▸ Problem statement
Transcribe the following entries letter for letter, without the pictures.

▸ Data provided
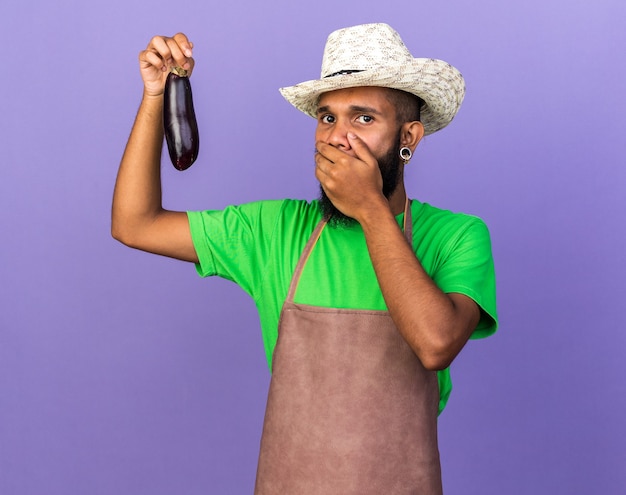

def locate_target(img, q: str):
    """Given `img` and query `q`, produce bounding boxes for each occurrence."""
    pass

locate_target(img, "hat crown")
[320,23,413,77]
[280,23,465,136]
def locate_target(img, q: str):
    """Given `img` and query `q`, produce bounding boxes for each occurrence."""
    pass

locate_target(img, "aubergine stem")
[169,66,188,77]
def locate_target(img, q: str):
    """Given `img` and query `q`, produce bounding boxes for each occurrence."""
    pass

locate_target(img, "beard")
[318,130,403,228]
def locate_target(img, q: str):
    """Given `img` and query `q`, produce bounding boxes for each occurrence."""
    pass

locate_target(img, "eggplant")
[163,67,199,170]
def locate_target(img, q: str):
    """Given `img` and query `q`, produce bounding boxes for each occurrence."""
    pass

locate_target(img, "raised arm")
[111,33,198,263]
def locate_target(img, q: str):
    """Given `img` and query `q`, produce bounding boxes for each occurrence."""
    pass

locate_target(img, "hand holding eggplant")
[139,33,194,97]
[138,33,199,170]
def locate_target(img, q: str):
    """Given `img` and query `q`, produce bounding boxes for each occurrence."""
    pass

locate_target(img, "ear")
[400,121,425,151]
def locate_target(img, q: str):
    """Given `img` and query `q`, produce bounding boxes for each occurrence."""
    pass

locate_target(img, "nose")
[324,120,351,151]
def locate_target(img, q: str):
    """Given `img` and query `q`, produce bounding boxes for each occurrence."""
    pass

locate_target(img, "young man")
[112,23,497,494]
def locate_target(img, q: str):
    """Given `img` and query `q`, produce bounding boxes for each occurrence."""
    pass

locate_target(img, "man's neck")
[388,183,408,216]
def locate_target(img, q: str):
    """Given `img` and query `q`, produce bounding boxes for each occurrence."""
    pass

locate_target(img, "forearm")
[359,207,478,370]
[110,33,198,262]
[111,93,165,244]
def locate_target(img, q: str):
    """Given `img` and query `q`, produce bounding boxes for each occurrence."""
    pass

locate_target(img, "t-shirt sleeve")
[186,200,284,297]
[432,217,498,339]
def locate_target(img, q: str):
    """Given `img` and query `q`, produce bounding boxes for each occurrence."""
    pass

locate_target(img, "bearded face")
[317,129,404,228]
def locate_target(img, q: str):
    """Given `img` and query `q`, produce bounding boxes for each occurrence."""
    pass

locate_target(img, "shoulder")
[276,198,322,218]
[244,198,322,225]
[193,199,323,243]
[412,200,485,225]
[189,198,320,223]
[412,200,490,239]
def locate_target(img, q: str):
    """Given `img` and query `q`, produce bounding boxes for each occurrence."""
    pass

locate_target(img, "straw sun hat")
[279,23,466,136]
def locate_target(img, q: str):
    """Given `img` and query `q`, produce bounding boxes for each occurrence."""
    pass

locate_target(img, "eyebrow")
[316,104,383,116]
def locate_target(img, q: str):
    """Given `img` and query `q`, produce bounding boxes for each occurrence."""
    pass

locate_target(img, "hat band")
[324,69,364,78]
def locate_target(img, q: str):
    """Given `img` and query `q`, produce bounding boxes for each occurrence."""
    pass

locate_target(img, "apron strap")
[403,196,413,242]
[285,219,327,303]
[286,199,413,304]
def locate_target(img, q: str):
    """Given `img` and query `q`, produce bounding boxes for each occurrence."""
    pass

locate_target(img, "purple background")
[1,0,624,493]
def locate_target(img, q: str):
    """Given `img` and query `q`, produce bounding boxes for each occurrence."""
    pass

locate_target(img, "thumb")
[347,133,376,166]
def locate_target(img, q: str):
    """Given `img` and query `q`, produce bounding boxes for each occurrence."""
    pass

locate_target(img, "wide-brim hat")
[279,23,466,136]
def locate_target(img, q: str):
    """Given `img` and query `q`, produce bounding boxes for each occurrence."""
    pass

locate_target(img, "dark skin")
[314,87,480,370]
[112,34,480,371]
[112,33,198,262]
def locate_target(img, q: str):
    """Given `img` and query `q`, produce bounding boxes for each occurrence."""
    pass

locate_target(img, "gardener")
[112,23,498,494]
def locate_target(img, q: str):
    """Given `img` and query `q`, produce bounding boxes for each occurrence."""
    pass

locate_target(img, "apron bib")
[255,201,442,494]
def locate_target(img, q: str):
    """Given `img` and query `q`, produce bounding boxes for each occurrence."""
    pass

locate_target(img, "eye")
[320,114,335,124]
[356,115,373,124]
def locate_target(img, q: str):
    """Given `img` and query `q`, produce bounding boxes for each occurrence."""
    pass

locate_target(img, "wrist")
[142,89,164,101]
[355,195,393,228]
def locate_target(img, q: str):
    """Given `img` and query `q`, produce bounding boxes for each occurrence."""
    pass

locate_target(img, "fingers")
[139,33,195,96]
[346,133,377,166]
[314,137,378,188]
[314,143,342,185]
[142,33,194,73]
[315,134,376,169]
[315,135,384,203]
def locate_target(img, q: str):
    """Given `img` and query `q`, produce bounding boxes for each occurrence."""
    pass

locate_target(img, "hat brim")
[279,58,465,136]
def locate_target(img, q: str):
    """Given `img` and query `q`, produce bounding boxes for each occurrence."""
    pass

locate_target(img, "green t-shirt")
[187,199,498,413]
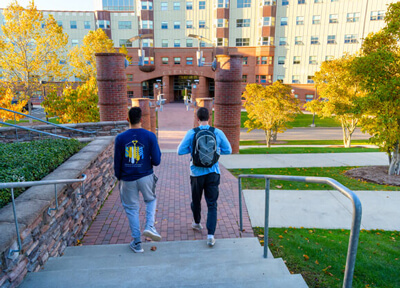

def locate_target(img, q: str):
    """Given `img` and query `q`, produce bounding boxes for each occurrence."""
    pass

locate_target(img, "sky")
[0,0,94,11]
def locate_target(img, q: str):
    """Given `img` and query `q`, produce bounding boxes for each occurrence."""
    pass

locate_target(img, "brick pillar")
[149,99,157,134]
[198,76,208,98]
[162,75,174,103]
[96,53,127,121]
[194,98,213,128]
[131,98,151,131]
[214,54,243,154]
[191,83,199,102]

▸ Answer to the problem
def locate_target(img, q: str):
    """Given `img` and query `q`, produce bounding boxes for each occurrence."""
    pass

locate_target(img, "hat crown")
[320,23,413,77]
[280,23,465,136]
def locate_target(img, q: str):
    """Given `img` and query `q`, produce bounding boxes for each occurrence."""
    pass

locate_target(img, "aubergine stem")
[169,66,188,77]
def locate_target(img, q: str):
    """Given `img` and query `q`, produce bounding boxes for each occurrence."""
    pass

locate_target(img, "beard")
[318,130,403,228]
def locate_target(img, q: str):
    """Given `img` and query `q`, produce bounding boxes for each occurrence."""
    pass

locate_target(img, "eggplant")
[163,67,199,170]
def locate_target(img, q: str):
    """Given `img` and query `q`, produce bounding boxes for each occurrence."""
    pass

locate_target(img, "raised arm")
[111,33,198,263]
def locate_target(img, q: str):
    """Given `img` and query `q`, produce bounding boxes for each occurrence."""
    pass

locate_target(img, "hand holding eggplant")
[139,33,194,97]
[138,33,199,170]
def locate_target(img, q: str):
    """Given `img` and query `q`, produce bounding boxes for each occurrence."""
    pass

locate_target(img, "ear")
[400,121,425,151]
def locate_target(img, q: str):
    """Given `img` and query `q`, produce bounding boxes for each occurrence."""
    pass

locate_target(img, "nose")
[324,120,351,151]
def locate_target(img, q: str):
    """Given `img` and query `q`, produce bounding boxes for each occurrence."""
    pass

locate_target(img, "young man")
[112,23,497,494]
def locate_target(img, q: str):
    """Given `img` and query `q`, produce bounding boxes for each occurrence."""
    pass

locate_target(img, "man's neck")
[388,183,408,216]
def locate_target(img, q: str):
    """Given `img` and query `q`, produce bounding boxes for each occurrence."""
    pass

locate_target(img, "forearm")
[359,207,478,370]
[110,33,198,262]
[111,93,165,244]
def locate_target(img, q: str):
    """Given `img` and query `q`, produce bounding boxes for each occurrence."""
    pass

locate_target(img, "t-shirt sleeve")
[186,200,284,297]
[432,217,498,339]
def locate_target(img, q: str):
    """Given `img` and query `q`, produce bounding boxes for each occurrence."""
    pass

locate_target(img, "bearded face")
[317,129,404,228]
def locate_target(img, q: str):
    """Given `img` and query `q`, produce bounding boxes for each occurrence."""
    pass

locate_target(img, "shoulder")
[276,198,322,218]
[244,198,322,225]
[193,199,323,243]
[412,200,485,225]
[189,198,320,223]
[412,200,490,239]
def locate_target(img, q: str):
    """Given `img` and query `q`, produce bounding boxes for each occurrence."""
    pass

locate_target(img, "straw sun hat")
[279,23,466,136]
def locate_target(img, q: str):
    """Given `img` and query `q`, produce bounding boxes for each occurrence."""
    pass

locate_target(img, "eyebrow")
[316,104,383,116]
def locate_target(img, q: str):
    """Given `img` and query `q`, produce bounding boxes for each occurrence."""
    pass

locate_target(img, "hat band")
[324,69,364,78]
def locate_target(img, q: str):
    """Given `img` and query `q`, produce bounding boxes for each occurrence."""
    pass

locate_target(img, "apron strap")
[403,196,413,242]
[285,219,327,303]
[286,199,413,304]
def locate_target(img, q: str):
    """Given `img` and query `q`, produce bounding boxes for each occurrence."""
    pass

locate_target(img, "purple background")
[1,0,624,493]
def locate_target(img, q: str):
    """Given `img` and query `q`, produce bounding boxes for each occurrence."""
    pass

locate_target(img, "thumb")
[347,133,376,166]
def locate_target(img, q: str):
    """Given `img` and query `q`, produce bounding boxes for each occurrence."""
    pass

locate_target(img, "wide-brim hat")
[279,23,466,136]
def locate_target(img, q: str):
    """Given `img` and query `q`, produce bounding boxes for each occurrence."""
    pass

locate_target(img, "dark skin")
[314,87,480,370]
[112,34,480,371]
[112,33,198,262]
def locate_target(img, q: str):
    """Given `img` and query `q`, produce bounding boxes for each occurrence."""
    pass

locate_target(img, "gardener")
[112,23,498,494]
def locate_target(img, q: str):
    """Given `img` and query `q`, produce bounding boxes for each occurrence."""
    pass

locate_target(img, "apron bib")
[255,201,442,494]
def locate_target(img, q: str):
    """Given `img` and query `q`, produce bounding boxes for each occurrence."""
    pass

locate_target(img, "eye")
[320,114,335,124]
[356,115,373,124]
def locate_target(img, q: str):
    """Given `img` and query `q`, produce bounding boxes for each occurrence."""
    pass

locate_target(img, "wrist")
[142,89,164,101]
[355,195,393,228]
def locate_target(img, q: str):
    """Given `img` and query `q`, produce bounding boxes for each occurrence."""
    pass

locate_target(img, "fingers")
[139,33,195,96]
[346,133,377,166]
[314,137,378,188]
[314,143,342,185]
[142,33,194,73]
[315,134,376,169]
[315,135,384,203]
def locate_target(img, q: str):
    """Given `img` and query `q`, produce bounding boxes for each occurrence."""
    pass

locate_target(img, "hat brim")
[279,58,465,136]
def locate_target(img, q: str):
    """Given `img` and query `q`, produce bounding boxes for each occurrence."""
    pass

locate_target(img, "green t-shirt")
[187,199,498,413]

def locate_target(img, q: str):
    """Given `img` and query `q`, produce bounding boxes for each occurrence."""
    pass

locate_target(img, "sky")
[0,0,94,11]
def locate_target(img, q: str):
    """Given `img` and query `q`, produce bounding boxes for each occurrence."""
    pass

locate_target(img, "brick pillar")
[149,99,157,134]
[198,76,208,98]
[162,75,174,103]
[96,53,127,121]
[194,98,213,128]
[131,98,151,131]
[214,54,243,154]
[191,83,199,102]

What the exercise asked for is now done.